So this test is a real simple way of knowing exactly why you’re having pain and then I’ll show you how to get started eliminating it. So you’ve been lying on your backs with. With your legs straight and you can feel what your low back feels like right now. Now, what I’m gonna ask you to do is bend your knees.

So your feet are flat on the ground and, or you can hug them to your chest. If that feels better either way. So what you’re basically doing is comparing, Hey, do my, does my back feel better when my legs are straight, when I’m lying down or when my knees are bent and I’m lying down 99% of the people listening to you, right?

Who have back pain will say, my back feels better when my knees are bent

[00:10:49] Tony Winyard: Right

[00:10:50] Rick Olderman: simple as that. What is that telling us? It’s telling us what first of all, what’s happening when their knees are bent versus when they’re straight. If you straighten out your legs again, you’re gonna notice that your back seems to want to arch off the floor a little bit more when your legs are straight and when your knees are bent, your back wants to flatten towards the. and that your back feels a lot better like that. So what we’ve just found is that one component of your back pain is that your back is either too arched or there are too many things trying to pull it into an arch and that your back feels better when it’s flatter, or we eliminate those things that are trying to pull it into an arch. So it’s as simple as that. And usually it’s not so much that your back is too arched. It’s usually the forces are trying to pull it into too much of an arch. So how does this work in the real world? If all of your listeners now stand up and listen to your podcast and they’re just standing there, normally they will notice that they tend to lock their knees backwards, or they lock their knees straight when they’re standing. So if you’re standing there, go ahead and lock your knees straight. If you’re not doing that already and feel what happens to your. How does your back feel in this position? Now just soften the knees, just a tad, just unlock them. You don’t have to bend them, but you just have to not lock them, feel what just happened to your back like that.

So if you’re not sure then lock your knees again and you’ll feel that when you lock your knees, your back arches, and when you unlock your knees, your back softens.

[00:12:17] Tony Winyard: Alright

[00:12:17] Rick Olderman: We just found out on the floor that your back feels worse when your back is more arch.

And now we just found out that your normal way of standing is when you lock is to lock your knees

[00:12:26] Tony Winyard: right

[00:12:27] Rick Olderman: probably when you’re walking too.

So if we can eliminate this one little tiny habit that will start to eliminate some of your back pain, probably within two or three days, if you can focus on this, you will notice that a large percentage of your back pain may go away. And so I’ve got lots of patient stories I can tell about just this one thing has made a huge difference in a lot of people with chronic back pain.

So this is how I look at the body. So it’s not enough though, that we soften an ease. We then have to stretch or strengthen the muscles that have become tight or weak because of how you’ve been using your body. And that are contributing to those forces, trying to pull the back into an.

[00:13:11] Tony Winyard: Right

[00:13:12] Rick Olderman: So to answer your question, I solve pain on a, with a one, two punch.

One is fixing the reasons how you’re moving is contributing to this pain in your body and solving those problems, and then fixing the tighter, weak muscles that have occurred because of how you’re moving. That is contributing to that pain.

- [DIRECTIONS FOR THIS TASK]
Do these statements agree with the back pain transcript? Answer yes or no to each, quoting the transcript's deciding words. 1. Most people with back pain find their back feels better lying down with the knees bent. 2. The speaker says the usual problem is that the back itself is too arched. 3. Locking the knees while standing makes the back arch.

- [DATA PROVIDED]
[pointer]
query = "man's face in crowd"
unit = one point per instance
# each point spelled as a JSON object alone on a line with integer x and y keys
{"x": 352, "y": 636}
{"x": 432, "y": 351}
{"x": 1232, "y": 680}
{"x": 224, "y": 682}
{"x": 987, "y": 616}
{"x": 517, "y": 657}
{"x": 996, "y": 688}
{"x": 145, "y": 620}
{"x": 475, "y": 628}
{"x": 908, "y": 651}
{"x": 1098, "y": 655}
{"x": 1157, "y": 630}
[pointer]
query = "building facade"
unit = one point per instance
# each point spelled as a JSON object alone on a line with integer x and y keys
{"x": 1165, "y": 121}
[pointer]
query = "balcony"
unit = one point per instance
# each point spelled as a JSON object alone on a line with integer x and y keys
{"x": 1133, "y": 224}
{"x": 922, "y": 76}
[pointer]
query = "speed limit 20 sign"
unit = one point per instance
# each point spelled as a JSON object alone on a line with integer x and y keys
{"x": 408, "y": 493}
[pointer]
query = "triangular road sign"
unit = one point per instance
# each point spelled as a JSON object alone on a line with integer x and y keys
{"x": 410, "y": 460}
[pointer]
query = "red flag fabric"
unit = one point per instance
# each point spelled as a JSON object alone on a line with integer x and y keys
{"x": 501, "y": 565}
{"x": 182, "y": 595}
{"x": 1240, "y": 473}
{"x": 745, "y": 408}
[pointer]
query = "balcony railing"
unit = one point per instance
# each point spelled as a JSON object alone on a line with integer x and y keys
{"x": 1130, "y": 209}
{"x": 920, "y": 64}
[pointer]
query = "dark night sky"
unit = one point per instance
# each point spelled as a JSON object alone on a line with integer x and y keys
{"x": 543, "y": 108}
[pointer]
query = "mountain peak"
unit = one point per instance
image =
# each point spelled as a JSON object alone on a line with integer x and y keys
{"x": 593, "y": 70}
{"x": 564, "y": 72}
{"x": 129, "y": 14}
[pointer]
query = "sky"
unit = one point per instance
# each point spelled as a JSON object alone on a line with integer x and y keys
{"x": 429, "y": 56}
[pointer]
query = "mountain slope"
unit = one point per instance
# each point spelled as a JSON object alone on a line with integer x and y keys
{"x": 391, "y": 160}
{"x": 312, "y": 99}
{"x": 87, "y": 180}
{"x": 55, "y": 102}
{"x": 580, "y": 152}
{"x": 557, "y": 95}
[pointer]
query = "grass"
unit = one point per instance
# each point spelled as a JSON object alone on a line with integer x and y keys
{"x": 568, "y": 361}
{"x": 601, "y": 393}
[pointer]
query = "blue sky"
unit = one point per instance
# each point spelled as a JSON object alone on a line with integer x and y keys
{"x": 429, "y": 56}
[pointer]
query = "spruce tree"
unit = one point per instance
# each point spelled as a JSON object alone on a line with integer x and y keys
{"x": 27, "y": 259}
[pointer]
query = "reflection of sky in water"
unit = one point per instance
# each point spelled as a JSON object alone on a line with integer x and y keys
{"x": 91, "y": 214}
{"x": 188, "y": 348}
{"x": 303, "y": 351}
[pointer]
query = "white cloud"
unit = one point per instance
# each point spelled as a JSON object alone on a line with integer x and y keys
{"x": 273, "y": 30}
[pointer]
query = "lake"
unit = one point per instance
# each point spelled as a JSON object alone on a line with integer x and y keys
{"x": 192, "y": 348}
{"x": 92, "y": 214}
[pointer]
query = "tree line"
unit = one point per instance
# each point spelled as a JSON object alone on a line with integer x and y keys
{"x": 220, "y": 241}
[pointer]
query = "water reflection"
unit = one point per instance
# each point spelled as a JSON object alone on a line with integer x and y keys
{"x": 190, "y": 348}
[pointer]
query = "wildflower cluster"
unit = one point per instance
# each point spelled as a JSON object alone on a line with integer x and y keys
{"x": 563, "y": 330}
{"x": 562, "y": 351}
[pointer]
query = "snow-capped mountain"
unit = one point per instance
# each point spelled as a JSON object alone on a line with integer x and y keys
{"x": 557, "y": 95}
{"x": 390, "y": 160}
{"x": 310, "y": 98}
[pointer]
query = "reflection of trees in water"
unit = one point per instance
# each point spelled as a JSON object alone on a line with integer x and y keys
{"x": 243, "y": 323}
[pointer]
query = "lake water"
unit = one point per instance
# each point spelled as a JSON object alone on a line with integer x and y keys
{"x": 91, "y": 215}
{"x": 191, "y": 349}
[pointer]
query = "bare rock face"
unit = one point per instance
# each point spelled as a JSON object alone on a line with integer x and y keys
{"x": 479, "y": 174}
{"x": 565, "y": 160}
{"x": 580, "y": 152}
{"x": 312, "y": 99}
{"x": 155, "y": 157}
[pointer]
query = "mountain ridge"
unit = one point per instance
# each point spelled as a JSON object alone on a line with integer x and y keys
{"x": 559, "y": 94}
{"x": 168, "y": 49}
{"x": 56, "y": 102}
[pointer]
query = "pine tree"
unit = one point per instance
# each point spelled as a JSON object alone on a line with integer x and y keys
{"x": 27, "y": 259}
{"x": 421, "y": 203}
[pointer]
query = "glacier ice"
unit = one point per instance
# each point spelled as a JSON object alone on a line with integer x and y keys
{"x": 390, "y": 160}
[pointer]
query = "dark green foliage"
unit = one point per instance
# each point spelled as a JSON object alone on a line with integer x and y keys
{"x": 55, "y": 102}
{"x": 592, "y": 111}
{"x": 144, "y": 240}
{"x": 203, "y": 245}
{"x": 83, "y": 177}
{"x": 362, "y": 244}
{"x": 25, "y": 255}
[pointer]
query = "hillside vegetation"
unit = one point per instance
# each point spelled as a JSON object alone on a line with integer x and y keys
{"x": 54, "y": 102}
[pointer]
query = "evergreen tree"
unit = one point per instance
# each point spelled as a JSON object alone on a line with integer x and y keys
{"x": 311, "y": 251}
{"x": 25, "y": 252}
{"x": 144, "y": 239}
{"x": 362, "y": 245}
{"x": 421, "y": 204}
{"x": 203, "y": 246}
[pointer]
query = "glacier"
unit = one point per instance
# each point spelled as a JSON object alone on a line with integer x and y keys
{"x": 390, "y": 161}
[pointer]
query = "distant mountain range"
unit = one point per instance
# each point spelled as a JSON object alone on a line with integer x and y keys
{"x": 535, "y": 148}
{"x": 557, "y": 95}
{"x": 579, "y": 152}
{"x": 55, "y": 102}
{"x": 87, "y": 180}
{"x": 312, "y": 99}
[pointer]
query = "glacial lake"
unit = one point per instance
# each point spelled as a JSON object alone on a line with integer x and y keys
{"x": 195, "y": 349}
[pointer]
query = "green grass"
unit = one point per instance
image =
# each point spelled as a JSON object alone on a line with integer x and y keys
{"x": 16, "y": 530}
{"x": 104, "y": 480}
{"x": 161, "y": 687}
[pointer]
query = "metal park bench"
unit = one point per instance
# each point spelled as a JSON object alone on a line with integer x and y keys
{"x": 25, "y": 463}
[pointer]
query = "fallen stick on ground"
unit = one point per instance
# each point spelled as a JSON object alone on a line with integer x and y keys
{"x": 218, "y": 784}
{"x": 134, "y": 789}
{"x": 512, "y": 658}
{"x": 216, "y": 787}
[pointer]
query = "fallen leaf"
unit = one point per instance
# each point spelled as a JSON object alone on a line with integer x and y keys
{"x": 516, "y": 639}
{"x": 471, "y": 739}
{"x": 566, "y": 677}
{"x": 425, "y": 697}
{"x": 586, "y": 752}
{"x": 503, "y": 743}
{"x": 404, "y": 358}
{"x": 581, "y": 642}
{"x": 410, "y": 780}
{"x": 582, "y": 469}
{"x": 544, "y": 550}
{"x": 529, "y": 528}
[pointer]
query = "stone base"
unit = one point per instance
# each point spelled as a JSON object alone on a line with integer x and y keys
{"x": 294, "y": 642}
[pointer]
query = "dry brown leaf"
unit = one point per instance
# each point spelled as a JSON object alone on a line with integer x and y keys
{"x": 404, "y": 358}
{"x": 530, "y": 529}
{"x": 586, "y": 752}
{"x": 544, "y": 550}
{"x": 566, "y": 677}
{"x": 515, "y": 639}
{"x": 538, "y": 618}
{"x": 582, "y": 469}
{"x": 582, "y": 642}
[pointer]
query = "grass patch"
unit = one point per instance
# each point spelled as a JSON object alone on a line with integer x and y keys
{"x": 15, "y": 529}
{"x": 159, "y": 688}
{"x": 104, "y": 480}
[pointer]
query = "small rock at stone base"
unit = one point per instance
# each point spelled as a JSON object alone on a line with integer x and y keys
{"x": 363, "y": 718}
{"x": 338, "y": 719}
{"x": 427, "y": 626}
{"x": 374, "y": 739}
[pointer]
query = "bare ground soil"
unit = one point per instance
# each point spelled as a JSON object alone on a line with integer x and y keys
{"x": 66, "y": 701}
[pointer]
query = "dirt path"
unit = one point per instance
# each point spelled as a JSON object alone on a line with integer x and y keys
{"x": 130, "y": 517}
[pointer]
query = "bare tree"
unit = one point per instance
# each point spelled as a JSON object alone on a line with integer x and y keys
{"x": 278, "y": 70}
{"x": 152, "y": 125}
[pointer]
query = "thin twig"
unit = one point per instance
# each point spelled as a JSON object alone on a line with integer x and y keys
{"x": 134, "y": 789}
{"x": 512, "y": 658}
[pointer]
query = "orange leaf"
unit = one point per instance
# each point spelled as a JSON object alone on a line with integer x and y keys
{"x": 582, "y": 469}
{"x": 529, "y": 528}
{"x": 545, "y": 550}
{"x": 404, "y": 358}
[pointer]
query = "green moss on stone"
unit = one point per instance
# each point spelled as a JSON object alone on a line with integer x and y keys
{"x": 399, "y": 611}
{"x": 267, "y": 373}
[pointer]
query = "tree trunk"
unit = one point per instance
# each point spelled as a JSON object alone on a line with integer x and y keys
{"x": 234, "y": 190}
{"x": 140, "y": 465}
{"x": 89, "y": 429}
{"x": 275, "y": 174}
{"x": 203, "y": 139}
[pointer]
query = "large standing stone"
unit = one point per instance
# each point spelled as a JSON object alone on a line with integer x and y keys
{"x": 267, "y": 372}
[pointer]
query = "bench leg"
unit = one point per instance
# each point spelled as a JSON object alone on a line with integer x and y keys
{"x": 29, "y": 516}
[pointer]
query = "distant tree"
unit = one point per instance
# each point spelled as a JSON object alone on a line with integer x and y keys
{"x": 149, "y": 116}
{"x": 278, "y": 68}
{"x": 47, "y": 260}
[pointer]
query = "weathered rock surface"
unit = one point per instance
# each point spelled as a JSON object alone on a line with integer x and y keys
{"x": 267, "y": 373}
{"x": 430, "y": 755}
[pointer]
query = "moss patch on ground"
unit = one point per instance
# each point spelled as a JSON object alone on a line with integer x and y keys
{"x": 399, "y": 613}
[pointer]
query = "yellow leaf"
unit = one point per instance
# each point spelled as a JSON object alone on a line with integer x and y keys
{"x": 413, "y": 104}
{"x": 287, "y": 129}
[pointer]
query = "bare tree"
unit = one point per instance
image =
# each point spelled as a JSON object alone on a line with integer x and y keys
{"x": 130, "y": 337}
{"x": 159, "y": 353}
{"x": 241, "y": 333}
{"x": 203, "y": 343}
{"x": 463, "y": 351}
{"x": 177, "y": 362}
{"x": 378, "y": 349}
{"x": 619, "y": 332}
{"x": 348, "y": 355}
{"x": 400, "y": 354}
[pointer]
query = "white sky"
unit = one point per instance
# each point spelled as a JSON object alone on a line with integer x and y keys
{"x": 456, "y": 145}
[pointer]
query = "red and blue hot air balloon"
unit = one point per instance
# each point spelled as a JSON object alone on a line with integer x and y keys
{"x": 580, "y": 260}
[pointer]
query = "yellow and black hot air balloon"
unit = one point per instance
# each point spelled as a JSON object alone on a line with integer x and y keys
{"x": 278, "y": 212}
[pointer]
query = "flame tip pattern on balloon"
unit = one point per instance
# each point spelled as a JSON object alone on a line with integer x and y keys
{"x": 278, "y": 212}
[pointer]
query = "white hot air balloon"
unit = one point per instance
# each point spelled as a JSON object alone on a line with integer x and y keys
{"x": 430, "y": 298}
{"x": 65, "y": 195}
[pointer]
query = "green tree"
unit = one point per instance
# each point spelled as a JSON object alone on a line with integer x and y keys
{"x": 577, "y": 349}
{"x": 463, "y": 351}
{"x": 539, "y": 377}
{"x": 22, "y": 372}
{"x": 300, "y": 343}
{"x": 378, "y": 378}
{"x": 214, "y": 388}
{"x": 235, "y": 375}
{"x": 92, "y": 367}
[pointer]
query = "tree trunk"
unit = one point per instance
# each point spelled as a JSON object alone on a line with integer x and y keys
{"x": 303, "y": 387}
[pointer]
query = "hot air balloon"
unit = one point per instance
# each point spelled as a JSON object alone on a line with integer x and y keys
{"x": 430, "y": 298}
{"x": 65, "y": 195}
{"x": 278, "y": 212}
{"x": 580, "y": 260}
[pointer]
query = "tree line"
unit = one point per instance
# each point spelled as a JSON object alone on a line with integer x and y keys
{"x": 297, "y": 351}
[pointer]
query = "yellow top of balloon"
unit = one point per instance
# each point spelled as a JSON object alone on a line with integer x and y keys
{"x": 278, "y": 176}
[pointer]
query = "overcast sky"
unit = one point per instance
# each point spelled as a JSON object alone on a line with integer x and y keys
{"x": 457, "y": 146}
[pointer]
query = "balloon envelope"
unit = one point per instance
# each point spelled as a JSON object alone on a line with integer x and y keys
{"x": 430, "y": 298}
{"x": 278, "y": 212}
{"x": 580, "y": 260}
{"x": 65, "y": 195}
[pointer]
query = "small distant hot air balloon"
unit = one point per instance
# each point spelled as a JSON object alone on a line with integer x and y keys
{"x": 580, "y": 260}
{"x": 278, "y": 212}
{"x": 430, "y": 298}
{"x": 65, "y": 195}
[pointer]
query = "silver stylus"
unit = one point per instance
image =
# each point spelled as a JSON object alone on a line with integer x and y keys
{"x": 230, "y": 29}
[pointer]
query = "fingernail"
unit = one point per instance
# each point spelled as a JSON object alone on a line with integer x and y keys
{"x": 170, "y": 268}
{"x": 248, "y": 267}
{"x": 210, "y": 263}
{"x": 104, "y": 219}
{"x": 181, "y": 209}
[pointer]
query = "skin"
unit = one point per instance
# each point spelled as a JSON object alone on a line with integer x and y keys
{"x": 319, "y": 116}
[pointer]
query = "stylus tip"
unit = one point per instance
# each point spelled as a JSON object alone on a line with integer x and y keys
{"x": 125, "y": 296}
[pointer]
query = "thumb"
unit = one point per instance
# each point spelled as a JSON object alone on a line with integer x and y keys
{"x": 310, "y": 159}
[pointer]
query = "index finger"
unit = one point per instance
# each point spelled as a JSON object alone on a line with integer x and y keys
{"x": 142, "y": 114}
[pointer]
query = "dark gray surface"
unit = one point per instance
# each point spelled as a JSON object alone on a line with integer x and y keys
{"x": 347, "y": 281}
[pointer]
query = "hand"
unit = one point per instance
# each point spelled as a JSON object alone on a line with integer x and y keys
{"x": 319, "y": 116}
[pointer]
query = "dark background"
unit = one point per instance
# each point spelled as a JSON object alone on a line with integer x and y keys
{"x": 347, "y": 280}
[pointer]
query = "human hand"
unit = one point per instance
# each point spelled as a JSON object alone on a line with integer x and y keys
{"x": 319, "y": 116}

- [SOLUTION FOR THIS EXERCISE]
1. Yes: "Who have back pain will say, my back feels better when my knees are bent"
2. No: "And usually it’s not so much that your back is too arched. It’s usually the forces are trying to pull it into too much of an arch."
3. Yes: "when you lock your knees, your back arches"